*INFORMATION PROVIDED:*
####################
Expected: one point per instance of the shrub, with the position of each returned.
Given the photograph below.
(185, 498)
####################
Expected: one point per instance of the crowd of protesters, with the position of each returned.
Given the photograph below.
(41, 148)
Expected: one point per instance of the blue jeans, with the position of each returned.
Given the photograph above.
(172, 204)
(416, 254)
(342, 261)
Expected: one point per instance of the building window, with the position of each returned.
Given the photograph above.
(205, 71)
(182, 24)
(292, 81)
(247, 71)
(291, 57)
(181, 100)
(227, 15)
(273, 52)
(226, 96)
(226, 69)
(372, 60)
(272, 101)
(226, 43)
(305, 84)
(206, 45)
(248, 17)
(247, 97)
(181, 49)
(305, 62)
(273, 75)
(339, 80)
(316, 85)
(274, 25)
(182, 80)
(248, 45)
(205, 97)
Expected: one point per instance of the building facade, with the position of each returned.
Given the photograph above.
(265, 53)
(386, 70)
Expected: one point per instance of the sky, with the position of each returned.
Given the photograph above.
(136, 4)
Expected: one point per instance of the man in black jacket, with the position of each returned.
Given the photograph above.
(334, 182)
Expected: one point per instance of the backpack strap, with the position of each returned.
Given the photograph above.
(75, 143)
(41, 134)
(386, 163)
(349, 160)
####################
*PROBLEM REQUIREMENTS:* Whenever the word "building" appears in a line of the data above, that line counts. Say how many lines count, and nothing more.

*ANSWER TO THIS TASK:* 2